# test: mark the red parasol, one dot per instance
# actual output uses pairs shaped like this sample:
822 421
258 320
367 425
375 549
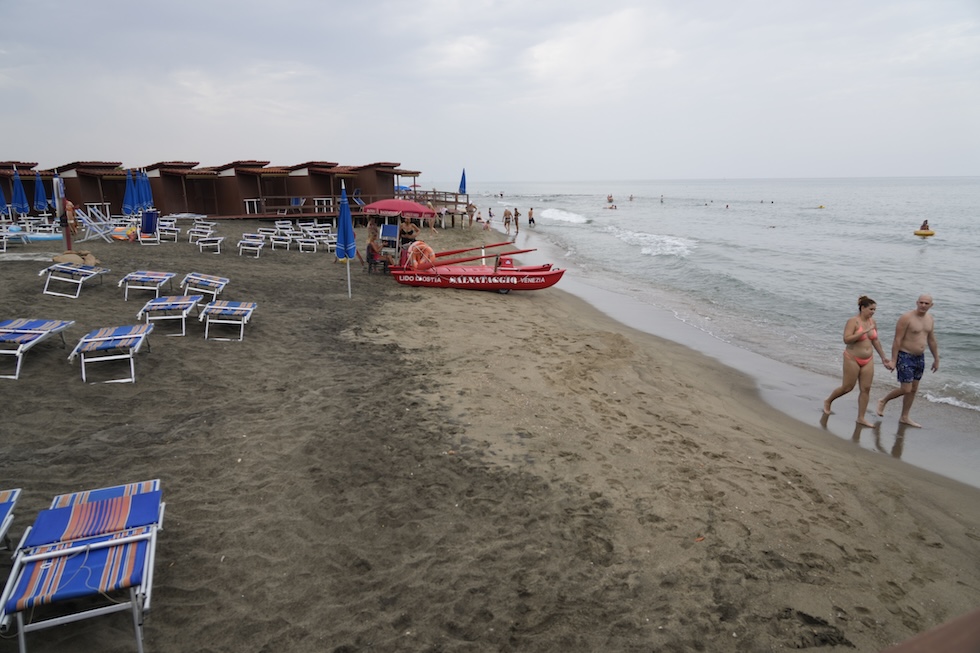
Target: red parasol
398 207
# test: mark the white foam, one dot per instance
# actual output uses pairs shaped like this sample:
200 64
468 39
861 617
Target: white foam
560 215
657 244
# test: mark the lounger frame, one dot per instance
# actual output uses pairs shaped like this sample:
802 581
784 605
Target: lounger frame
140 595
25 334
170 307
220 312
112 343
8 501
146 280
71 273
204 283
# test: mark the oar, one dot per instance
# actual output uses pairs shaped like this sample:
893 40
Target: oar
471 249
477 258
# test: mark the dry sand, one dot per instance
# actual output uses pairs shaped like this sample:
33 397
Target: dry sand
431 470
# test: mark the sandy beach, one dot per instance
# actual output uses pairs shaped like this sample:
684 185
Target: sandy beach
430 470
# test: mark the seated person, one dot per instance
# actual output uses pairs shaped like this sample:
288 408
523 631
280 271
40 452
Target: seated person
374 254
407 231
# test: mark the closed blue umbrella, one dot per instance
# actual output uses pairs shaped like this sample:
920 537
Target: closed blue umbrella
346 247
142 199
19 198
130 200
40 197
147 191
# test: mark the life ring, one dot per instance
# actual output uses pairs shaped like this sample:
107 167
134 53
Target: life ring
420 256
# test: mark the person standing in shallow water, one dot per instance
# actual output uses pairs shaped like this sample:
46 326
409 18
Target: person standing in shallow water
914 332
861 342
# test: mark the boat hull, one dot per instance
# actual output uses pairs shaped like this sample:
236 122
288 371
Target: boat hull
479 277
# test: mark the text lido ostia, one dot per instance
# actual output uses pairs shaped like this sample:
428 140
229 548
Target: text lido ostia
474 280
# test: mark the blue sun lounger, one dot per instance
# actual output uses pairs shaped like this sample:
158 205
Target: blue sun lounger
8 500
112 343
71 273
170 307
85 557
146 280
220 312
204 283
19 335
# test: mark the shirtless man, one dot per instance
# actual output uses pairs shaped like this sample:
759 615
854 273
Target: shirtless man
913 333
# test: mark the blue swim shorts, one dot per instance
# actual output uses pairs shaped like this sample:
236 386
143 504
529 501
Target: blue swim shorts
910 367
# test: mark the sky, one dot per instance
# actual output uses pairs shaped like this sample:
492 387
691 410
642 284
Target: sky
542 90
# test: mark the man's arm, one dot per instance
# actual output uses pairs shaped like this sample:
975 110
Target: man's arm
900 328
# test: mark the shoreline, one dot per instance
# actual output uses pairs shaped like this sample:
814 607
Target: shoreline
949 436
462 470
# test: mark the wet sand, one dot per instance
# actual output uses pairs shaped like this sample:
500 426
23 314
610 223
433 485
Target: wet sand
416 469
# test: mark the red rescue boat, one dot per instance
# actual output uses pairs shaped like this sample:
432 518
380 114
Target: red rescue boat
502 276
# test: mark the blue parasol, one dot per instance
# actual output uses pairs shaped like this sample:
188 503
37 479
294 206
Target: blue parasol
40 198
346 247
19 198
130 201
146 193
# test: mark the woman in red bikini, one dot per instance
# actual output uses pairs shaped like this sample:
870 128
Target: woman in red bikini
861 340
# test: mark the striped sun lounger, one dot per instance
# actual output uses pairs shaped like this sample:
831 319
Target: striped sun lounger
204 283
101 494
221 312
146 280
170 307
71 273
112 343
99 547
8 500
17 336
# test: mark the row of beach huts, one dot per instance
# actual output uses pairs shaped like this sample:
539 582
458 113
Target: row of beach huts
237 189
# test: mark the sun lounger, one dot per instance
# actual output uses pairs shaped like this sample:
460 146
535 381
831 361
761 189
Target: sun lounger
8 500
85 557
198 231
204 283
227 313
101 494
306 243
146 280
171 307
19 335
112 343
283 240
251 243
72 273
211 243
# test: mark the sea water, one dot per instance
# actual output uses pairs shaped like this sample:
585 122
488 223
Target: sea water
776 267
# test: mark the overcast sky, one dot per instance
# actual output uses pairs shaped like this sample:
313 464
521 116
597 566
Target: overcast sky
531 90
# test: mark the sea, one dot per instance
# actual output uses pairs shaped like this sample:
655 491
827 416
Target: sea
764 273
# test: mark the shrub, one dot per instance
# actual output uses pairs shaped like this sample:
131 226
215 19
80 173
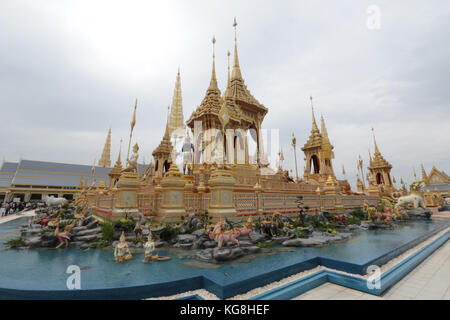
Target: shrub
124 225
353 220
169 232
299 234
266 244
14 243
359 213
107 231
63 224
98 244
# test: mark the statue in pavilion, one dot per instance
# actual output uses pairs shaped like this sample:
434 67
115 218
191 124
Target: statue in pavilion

━━━━━━━━━━

### Instructions for the task
Name the number of lines in the listing that contain the word "statue", and only that number.

### Solution for this problem
2